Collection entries

▶

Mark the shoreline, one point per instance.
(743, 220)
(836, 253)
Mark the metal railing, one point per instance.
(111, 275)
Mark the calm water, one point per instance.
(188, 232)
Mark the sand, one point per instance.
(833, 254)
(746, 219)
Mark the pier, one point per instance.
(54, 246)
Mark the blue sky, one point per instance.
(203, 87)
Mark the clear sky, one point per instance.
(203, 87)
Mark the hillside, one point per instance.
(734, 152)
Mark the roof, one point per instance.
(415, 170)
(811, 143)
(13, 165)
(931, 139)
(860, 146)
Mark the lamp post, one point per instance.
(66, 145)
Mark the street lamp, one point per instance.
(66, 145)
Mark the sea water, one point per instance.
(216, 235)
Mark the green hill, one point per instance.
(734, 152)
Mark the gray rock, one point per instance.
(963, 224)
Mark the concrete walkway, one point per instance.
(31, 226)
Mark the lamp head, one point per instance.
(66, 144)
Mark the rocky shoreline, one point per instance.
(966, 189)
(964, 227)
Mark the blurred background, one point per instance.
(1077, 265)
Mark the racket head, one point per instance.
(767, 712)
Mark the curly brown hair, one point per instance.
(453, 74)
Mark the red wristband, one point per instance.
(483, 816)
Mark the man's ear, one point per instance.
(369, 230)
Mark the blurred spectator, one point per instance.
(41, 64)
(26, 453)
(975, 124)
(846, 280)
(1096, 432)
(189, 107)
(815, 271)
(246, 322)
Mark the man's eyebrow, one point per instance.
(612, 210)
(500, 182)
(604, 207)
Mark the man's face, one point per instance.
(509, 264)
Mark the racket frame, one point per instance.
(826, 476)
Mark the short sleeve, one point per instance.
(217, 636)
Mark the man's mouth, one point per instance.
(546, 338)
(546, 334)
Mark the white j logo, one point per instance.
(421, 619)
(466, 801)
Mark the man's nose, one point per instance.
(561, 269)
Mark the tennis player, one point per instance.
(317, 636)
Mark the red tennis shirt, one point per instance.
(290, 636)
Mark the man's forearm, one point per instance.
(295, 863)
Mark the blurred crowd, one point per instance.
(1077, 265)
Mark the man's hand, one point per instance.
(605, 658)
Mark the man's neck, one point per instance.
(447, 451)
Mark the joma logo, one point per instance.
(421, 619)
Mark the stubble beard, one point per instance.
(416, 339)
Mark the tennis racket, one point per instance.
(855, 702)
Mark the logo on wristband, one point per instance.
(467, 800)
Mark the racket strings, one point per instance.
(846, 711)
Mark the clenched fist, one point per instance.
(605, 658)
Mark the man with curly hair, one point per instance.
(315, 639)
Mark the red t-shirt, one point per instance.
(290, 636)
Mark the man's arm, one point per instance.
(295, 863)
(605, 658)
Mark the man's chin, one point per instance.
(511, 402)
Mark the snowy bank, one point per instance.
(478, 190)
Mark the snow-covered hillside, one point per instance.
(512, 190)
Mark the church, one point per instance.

◀

Given exercise =
Output every line of the items above as a Markdown table with two columns, Row for the row number and Line for the line itself, and leave out blank lines.

Solved problem =
| Row | Line |
|---|---|
| 1 | Mark the shoreline, one point per instance. |
| 2 | (743, 220) |
| 3 | (836, 253) |
| 4 | Mark the metal railing, one point per instance. |
| 5 | (111, 275) |
| 6 | Mark the calm water, one point per instance. |
| 7 | (188, 232) |
| 8 | Mark the sand, one point per instance. |
| 9 | (833, 254) |
| 10 | (746, 219) |
| 11 | Mark the pier, one point per instance. |
| 12 | (54, 246) |
| 13 | Mark the blue sky, one point per instance. |
| 14 | (203, 87) |
| 15 | Mark the clear sky, one point per instance. |
| 16 | (203, 87) |
| 17 | Mark the hillside, one point per instance. |
| 18 | (734, 152) |
| 19 | Mark the roof, one point per instance. |
| 20 | (415, 170) |
| 21 | (811, 143) |
| 22 | (13, 165) |
| 23 | (931, 139) |
| 24 | (860, 146) |
| 25 | Mark the lamp post, one point per instance. |
| 26 | (66, 145) |
| 27 | Mark the street lamp, one point per instance. |
| 28 | (66, 145) |
| 29 | Mark the sea water, one point per instance. |
| 30 | (216, 235) |
| 31 | Mark the green hill, one point per instance. |
| 32 | (734, 152) |
| 33 | Mark the gray rock, one point per instance. |
| 34 | (963, 224) |
| 35 | Mark the concrete walkway, one point per instance. |
| 36 | (31, 226) |
| 37 | Mark the lamp head, one point per instance. |
| 38 | (66, 144) |
| 39 | Mark the rocky shoreline, one point per instance. |
| 40 | (966, 189) |
| 41 | (964, 227) |
| 42 | Mark the blurred background, one point per instance. |
| 43 | (1077, 265) |
| 44 | Mark the racket head, one point per instance. |
| 45 | (767, 712) |
| 46 | Mark the curly brown hair, one point per instance. |
| 47 | (453, 74) |
| 48 | Mark the red wristband, one point per instance. |
| 49 | (483, 816) |
| 50 | Mark the man's ear, one point per instance. |
| 51 | (369, 230) |
| 52 | Mark the blurred spectator, one point per instance. |
| 53 | (41, 64) |
| 54 | (26, 453) |
| 55 | (975, 124) |
| 56 | (846, 280) |
| 57 | (1096, 432) |
| 58 | (189, 107) |
| 59 | (815, 271) |
| 60 | (246, 322) |
| 61 | Mark the man's eyebrow, one point per instance. |
| 62 | (612, 210) |
| 63 | (500, 182) |
| 64 | (604, 207) |
| 65 | Mark the man's face, one point per instance. |
| 66 | (509, 264) |
| 67 | Mark the racket frame, one point per instance. |
| 68 | (826, 476) |
| 69 | Mark the short sleeve, one point per instance. |
| 70 | (217, 636) |
| 71 | Mark the man's mouth, one point per instance. |
| 72 | (546, 338) |
| 73 | (546, 334) |
| 74 | Mark the white j logo, one point per instance. |
| 75 | (421, 619) |
| 76 | (466, 801) |
| 77 | Mark the man's nose, one point per instance. |
| 78 | (561, 269) |
| 79 | Mark the tennis player, one point per instance. |
| 80 | (317, 636) |
| 81 | Mark the red tennis shirt, one point per instance. |
| 82 | (290, 636) |
| 83 | Mark the man's forearm, one point per instance. |
| 84 | (295, 863) |
| 85 | Mark the blurred crowd, one point per instance. |
| 86 | (1077, 265) |
| 87 | Mark the man's hand, one point per instance. |
| 88 | (605, 658) |
| 89 | Mark the man's neck, one point per instance. |
| 90 | (447, 451) |
| 91 | Mark the joma logo, one point per instance. |
| 92 | (421, 619) |
| 93 | Mark the stubble beard, one point per instance. |
| 94 | (416, 339) |
| 95 | Mark the tennis racket, one point per instance. |
| 96 | (855, 702) |
| 97 | Mark the logo on wristband, one point per instance. |
| 98 | (467, 800) |
| 99 | Mark the racket strings, one point per instance. |
| 100 | (846, 711) |
| 101 | Mark the clenched fist, one point per instance. |
| 102 | (605, 658) |
| 103 | Mark the man with curly hair, one point per instance. |
| 104 | (315, 639) |
| 105 | Mark the red t-shirt, one point per instance. |
| 106 | (290, 636) |
| 107 | Mark the man's arm, one point per instance. |
| 108 | (295, 863) |
| 109 | (605, 658) |
| 110 | Mark the man's chin, one point per instance. |
| 111 | (511, 402) |
| 112 | Mark the snowy bank, one point per instance. |
| 113 | (478, 190) |
| 114 | Mark the snow-covered hillside, one point per instance. |
| 115 | (512, 190) |
| 116 | Mark the church, one point per instance. |